Begin EXCERPT
LLaVA-ST: A Multimodal Large Language Model for Fine-Grained Spatial-Temporal Understanding

Hongyu Li, Jinyu Chen*, Ziyu Wei*, Shaofei Huang, Tianrui Hui, Jialin Gao, Xiaoming Wei, Si Liu

This repository provide the details and code for LLaVA-ST, a model designed for fine-grained spatial-temporal multimodal understanding.

📰 News

[2025.01.15] 📄 Our paper is now available on arXiv.
[2025.02.27] 🎉 Our paper has been accepted by CVPR 2025!
[2025.07.05] 🎉 Release our code, model, benchmark, and datasets.

📝 Abstract

Recent advancements in multimodal large language models (MLLMs) have shown promising results, yet existing approaches struggle to effectively handle both temporal and spatial localization simultaneously. This challenge stems from two key issues: first, incorporating spatial-temporal localization introduces a vast number of coordinate combinations, complicating the alignment of linguistic and visual coordinate representations; second, encoding fine-grained temporal and spatial information during video feature compression is inherently difficult. To address these issues, we propose LLaVA-ST , a MLLM for fine-grained spatial-temporal multimodal understanding. Our innovations include Language-Aligned Positional Embedding and the Spatial-Temporal Packer. Furthermore, we propose ST-Align dataset with 4.3M training samples for fine-grained spatial-temporal multimodal understanding. With ST-Align dataset, we present a progressive training pipeline that aligns the visual and textual feature through sequential coarse-to-fine stages. Additionally, we introduce an ST-Align benchmark to evaluate spatial-temporal interleaved fine-grained understanding tasks. Our method achieves outstanding performance on 11 benchmarks requiring fine-grained temporal, spatial, or spatial-temporal interleaving multimodal understanding.
End EXCERPT
> _STATED PROBLEM 1_
Answer these about the LLaVA-ST text:
(a) On what date was the paper accepted by CVPR 2025?
(b) How many training samples does the ST-Align dataset contain?
(c) On how many benchmarks does the method achieve outstanding performance?
> _STATED PROBLEM 2_
Transcribe the LLaVA-ST text word for word from "LLaVA-ST: A Multimodal" up to and including "benchmark, and datasets.".
Begin DATA EXCERPT
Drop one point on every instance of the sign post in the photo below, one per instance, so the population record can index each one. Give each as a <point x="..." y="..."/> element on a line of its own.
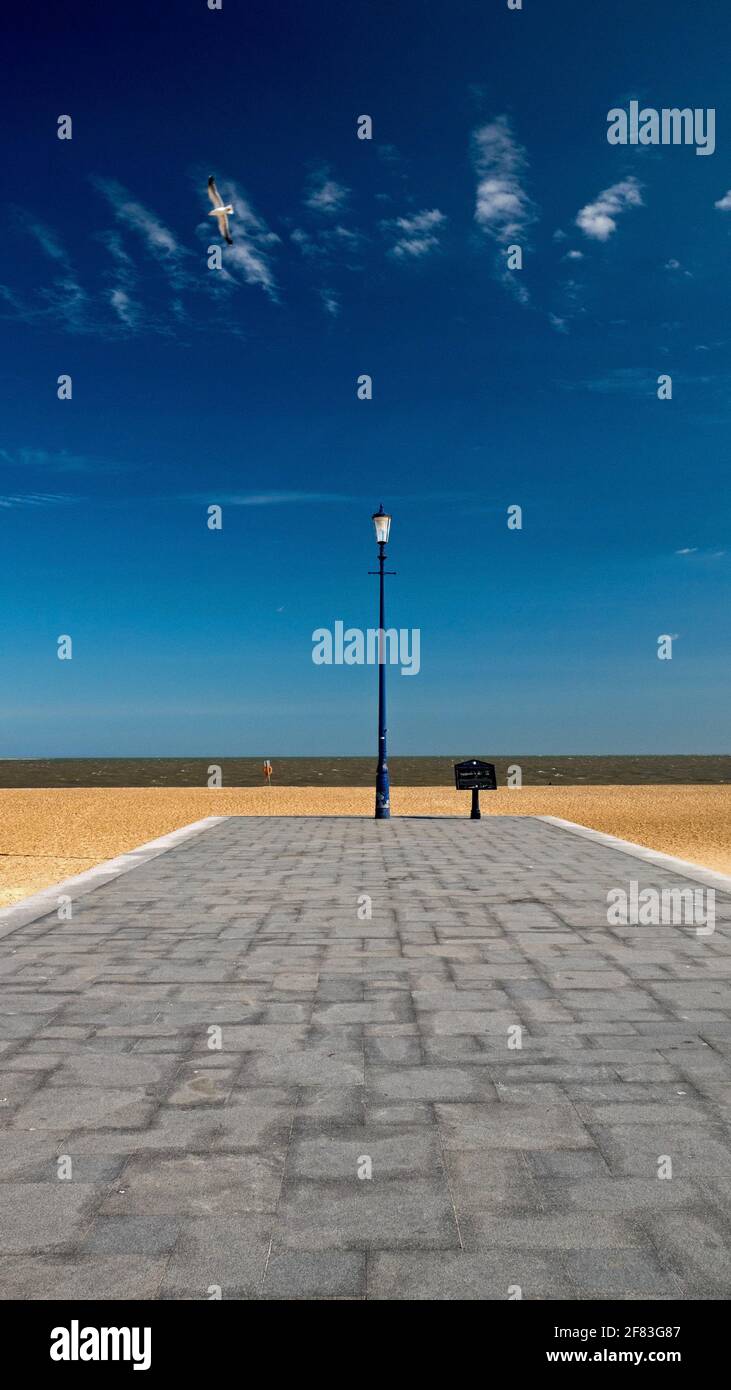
End DATA EXCERPT
> _TASK RESULT 1_
(a) 2025.02.27
(b) 4.3M
(c) 11

> _TASK RESULT 2_
LLaVA-ST: A Multimodal Large Language Model for Fine-Grained Spatial-Temporal Understanding

Hongyu Li, Jinyu Chen*, Ziyu Wei*, Shaofei Huang, Tianrui Hui, Jialin Gao, Xiaoming Wei, Si Liu

This repository provide the details and code for LLaVA-ST, a model designed for fine-grained spatial-temporal multimodal understanding.

📰 News

[2025.01.15] 📄 Our paper is now available on arXiv.
[2025.02.27] 🎉 Our paper has been accepted by CVPR 2025!
[2025.07.05] 🎉 Release our code, model, benchmark, and datasets.